### PASSAGE GIVEN
Accordingly, the analysis of the above processes indicates that understanding the role and the rule of law in fluid and uncertain legal contexts such as Central Asia entails not only an analysis of ‘law-in-books’ (Pound, 1910)—that is, formal, written laws, regulations, and policies—but also an examination of ‘living law’ (Ehrlich, 1912)—that is, informal rules and extra-legal practices that permeate everyday life in both state-level and nonstate arenas. Hence, there is a need for a sociolegal analysis of how the state law and nonstate forms of normative ordering engage in mutually transforming interactions, thereby, shaping the legal landscape in the region. Based on these considerations, we position this volume as an attempt to examine interconnections between law, society, and governance in the Central Asian region from a law and society perspective, an approach allowing us to look under the hood of Central Asian law.

The Volume and Structure

The twelve chapters included in this volume focus on various legal and governance challenges in the region. Contributors, drawing from rich empirical data and in-depth analysis of legal developments, present intriguing narratives of how national and international laws, norms, and (written and unwritten) rules ultimately shape the legal and business environments and governance in five Central Asian countries. In doing so, they discuss why some rules and laws are complied with, whilst ignoring or avoiding others, and why some rules are bent or violated in support of personal objectives and benefits. They also compare visible and ‘invisible’ practices, both official and unofficial, explaining why and how a law is adopted and written on paper, how it is interpreted, applied in practice, and translated into practical recommendations, and how a target group responds to new provisions generated by a new law. In doing so, the volume brings together twelve chapters that cover diverse sociolegal topics in the context of Central Asia, examining the nexus between international norms and the domestic legal environment, as well as meso-level actors and ‘informal legal orders’ operating at the bottom of society. Reflecting these themes, this volume is organised into three sections, each of which focuses on one of three interlinked levels or orders of legal and social relations: (a) international norms and actors, (b) domestic institutions and legal environments, and (c) meso- and micro-level business actors, informal institutions, and norms. The three sections overlap in terms of their contents; however, we emphasize the multi-level orders of law and society relations in Central Asia, which cut across the chapters included in this volume.

### INFORMATION SHOWN
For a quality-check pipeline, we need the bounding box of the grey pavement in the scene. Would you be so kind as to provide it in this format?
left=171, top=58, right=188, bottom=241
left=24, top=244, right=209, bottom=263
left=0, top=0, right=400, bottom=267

### GOAL OF THE EXERCISE
Extend the passage on law, society, and governance in Central Asia, picking up right after its final sentence.

### ANSWER BELOW
Part I: International Norms and Actors

In the first part of this volume, we examine the role and influence of international and regional actors on institutional, legal, and business environments in the Central Asian region. To do so, we explore and compare the ways in which international organisations and regional actors interested in the region have attempted to influence the legal and institutional frameworks currently used to regulate business and economic relations in the region.

Tolibjon Mustafoev begins this examination by focusing on the role of the international anticorruption agenda, particularly Transparency International’s (TI) Corruption Perceptions Index (CPI), in shaping the business climate and legal developments in Uzbekistan. In undertaking this task, Mustafoev reviews Uzbekistan’s anticorruption legal framework and explores how domestic institutions and actors perceive, interpret, negotiate, and challenge global anticorruption norms. The zeal to improve Uzbekistan’s position vis-à-vis global indicators can be explained by the Uzbek authorities’ attempts to attract foreign direct investment into the country. TI’s CPI seems extremely popular amongst investors when considering investment choices and destinations. Although since 2017 Uzbekistan has progressively opened up to the outside world and proclaimed its strong commitment to providing favourable conditions to foreign investors, numerous obstacles persist. One poignant example lies in the persistence of ‘legal corruption’—that is, exclusions and provisions to legal acts benefiting only certain groups of people or businesses, exemplified by recent reports showing the close links several high-level state officials had to corrupt schemes or businesses owned which engaged in such schemes (Lasslett, 2019, 2020).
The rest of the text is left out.